▸ **Required work**
Restate only the stretch of the records from the line containing "Please drop a marker on the green grass" through the end of the records, requests included, increasing every coordinate in the answers by 8.

▸ **Material to process**
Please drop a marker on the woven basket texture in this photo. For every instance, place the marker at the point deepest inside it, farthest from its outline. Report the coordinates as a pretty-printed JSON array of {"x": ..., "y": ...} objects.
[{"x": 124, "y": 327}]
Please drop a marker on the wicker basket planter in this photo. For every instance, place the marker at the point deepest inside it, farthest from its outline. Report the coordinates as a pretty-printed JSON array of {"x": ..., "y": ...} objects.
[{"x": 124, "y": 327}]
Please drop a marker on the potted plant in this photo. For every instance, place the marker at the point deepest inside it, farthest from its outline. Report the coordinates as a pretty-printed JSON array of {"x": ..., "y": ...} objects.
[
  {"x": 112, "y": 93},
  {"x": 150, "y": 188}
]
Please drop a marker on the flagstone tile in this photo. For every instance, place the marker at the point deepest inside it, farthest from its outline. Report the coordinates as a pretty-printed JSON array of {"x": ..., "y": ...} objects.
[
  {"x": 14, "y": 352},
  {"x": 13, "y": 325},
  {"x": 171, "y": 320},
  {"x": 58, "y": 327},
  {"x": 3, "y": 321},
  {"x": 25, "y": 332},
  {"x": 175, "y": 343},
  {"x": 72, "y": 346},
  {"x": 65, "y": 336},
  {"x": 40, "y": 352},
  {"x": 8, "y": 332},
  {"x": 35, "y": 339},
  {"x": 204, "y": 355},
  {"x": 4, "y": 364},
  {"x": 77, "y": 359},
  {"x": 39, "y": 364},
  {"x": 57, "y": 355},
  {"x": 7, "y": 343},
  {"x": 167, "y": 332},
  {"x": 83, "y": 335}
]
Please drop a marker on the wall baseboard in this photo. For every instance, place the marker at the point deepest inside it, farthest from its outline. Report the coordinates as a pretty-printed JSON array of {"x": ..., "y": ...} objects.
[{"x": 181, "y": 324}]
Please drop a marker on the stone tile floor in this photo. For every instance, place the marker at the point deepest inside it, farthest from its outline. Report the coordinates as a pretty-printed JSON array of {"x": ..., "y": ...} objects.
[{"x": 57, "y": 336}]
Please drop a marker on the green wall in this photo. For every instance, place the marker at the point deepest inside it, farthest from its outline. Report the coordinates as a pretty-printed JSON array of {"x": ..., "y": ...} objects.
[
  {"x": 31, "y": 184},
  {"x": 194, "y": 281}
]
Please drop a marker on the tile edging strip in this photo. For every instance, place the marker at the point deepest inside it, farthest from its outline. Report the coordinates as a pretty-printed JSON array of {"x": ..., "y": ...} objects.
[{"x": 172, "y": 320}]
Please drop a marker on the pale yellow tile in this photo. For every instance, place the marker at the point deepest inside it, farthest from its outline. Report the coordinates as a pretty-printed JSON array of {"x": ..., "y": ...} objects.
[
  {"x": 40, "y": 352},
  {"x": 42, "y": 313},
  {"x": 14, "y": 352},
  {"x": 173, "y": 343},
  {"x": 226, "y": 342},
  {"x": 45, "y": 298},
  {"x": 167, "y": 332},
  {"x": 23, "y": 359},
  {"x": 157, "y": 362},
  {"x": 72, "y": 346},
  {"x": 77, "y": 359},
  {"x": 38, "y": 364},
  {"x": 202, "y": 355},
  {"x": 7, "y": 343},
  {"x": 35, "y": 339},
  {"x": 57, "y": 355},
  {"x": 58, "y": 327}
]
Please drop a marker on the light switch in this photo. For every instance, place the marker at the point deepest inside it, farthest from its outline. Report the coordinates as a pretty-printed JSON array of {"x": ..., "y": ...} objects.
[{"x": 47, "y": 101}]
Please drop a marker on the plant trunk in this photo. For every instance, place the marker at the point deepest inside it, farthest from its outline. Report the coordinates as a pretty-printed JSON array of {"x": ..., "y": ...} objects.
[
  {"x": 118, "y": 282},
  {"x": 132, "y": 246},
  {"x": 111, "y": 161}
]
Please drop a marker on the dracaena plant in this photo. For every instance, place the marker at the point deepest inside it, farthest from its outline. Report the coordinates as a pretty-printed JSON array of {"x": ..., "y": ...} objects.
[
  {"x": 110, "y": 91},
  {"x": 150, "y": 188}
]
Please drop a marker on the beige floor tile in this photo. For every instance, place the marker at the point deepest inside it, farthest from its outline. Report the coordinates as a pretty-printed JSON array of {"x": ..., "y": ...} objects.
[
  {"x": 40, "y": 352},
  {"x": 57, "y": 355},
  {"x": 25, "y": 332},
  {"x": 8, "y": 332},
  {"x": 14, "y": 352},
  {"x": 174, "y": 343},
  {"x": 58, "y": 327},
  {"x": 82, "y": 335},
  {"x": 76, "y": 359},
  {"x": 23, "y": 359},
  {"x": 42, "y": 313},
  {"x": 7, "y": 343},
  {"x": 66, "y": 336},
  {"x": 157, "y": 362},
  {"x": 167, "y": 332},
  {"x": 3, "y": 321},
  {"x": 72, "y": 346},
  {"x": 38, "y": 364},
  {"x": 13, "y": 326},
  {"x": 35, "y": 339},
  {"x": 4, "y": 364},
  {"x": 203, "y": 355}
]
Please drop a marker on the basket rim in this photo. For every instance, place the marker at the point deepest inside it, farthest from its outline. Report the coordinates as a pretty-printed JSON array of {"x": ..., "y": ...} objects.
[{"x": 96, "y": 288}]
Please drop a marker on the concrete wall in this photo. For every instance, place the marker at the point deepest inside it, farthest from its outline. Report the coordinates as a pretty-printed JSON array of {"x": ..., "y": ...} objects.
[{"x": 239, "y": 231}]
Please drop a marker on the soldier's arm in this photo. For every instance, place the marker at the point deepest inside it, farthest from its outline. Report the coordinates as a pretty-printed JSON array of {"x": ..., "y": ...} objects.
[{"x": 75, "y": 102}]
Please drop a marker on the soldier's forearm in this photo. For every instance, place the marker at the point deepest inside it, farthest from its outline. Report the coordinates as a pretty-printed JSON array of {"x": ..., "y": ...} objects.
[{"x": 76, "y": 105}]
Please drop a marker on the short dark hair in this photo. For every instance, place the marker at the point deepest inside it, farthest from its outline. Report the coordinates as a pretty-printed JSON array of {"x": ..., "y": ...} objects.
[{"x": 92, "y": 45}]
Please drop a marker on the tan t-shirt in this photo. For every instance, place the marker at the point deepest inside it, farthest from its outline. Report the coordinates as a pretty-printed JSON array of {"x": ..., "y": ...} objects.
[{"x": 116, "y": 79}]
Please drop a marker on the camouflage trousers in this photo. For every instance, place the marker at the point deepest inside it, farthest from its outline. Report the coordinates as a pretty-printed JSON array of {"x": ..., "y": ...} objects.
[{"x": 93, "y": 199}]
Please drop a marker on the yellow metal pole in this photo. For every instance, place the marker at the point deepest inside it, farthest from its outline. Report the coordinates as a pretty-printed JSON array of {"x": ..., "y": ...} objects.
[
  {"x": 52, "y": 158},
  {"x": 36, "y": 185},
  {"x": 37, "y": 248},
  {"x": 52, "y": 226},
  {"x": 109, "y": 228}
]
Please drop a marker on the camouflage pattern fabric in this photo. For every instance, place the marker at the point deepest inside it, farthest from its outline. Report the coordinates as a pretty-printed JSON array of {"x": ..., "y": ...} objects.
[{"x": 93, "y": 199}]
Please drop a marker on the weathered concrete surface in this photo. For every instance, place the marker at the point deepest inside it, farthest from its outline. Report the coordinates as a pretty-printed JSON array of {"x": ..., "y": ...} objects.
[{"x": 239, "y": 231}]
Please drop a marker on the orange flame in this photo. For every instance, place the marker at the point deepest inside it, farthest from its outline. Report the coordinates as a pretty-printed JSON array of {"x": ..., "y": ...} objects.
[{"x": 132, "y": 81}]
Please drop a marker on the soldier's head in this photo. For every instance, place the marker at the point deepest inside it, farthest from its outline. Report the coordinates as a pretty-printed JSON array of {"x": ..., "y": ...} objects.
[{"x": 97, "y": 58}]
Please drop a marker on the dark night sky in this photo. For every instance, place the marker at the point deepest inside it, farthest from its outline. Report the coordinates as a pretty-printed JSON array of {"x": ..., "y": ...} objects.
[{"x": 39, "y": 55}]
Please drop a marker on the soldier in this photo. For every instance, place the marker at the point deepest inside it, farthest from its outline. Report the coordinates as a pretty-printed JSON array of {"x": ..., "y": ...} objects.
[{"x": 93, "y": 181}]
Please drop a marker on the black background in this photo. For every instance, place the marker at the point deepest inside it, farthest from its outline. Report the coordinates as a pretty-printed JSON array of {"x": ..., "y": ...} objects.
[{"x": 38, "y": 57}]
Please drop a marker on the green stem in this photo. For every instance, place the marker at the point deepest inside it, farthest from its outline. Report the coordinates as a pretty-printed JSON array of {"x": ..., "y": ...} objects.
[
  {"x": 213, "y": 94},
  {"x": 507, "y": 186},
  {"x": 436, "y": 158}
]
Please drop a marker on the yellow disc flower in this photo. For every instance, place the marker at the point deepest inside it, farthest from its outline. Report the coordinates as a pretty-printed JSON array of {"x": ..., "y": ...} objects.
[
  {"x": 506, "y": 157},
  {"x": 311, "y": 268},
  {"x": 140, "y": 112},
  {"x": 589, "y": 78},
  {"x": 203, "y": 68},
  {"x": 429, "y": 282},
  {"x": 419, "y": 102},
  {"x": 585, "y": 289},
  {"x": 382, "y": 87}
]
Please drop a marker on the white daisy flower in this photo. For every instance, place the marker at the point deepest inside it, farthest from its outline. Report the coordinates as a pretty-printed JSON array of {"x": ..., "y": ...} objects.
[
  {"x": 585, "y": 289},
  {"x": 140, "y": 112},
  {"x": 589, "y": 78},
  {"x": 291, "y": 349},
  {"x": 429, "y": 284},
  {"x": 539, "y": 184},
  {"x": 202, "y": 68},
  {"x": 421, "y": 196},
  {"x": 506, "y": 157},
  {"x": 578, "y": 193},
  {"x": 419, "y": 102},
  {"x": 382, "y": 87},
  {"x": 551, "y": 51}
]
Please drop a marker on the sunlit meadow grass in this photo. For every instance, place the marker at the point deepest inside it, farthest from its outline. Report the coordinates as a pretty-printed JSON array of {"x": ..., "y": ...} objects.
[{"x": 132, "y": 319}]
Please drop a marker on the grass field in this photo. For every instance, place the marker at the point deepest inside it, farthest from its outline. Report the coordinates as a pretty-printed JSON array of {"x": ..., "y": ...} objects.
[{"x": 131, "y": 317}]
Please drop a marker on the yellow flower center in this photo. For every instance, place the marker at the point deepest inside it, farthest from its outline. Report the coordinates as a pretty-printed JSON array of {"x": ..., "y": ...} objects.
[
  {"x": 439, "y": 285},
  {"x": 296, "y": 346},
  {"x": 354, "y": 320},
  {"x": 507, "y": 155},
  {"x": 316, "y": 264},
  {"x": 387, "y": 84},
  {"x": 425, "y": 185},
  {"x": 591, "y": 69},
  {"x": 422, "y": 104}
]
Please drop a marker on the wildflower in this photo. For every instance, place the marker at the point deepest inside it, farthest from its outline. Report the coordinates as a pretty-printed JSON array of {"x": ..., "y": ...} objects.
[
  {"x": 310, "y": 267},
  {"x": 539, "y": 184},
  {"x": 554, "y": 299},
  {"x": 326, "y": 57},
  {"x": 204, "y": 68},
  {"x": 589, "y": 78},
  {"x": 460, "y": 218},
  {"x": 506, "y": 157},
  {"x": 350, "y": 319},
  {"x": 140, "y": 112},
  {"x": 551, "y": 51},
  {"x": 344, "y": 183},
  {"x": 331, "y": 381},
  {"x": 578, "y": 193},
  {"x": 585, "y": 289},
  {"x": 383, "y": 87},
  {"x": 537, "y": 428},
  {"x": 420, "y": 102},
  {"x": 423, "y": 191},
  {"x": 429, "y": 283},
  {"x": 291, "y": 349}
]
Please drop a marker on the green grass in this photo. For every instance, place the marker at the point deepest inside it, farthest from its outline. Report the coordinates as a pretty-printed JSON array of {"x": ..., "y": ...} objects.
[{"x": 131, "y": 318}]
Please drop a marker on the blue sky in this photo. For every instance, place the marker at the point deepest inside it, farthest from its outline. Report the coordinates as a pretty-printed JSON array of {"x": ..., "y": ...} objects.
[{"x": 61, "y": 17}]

▸ **The answer**
Please drop a marker on the green grass in this photo. For every instance, place the marker at the point deepest inside it, farthest from its outline. Report the coordinates as a pretty-printed JSON array of {"x": ..., "y": ...} objects.
[{"x": 139, "y": 326}]
Please drop a marker on the blue sky in this photo. For every instance, place the marker at the point deepest inside it, farthest from its outline. Report the coordinates as a pretty-printed JSON array of {"x": ..., "y": ...} objects.
[{"x": 69, "y": 25}]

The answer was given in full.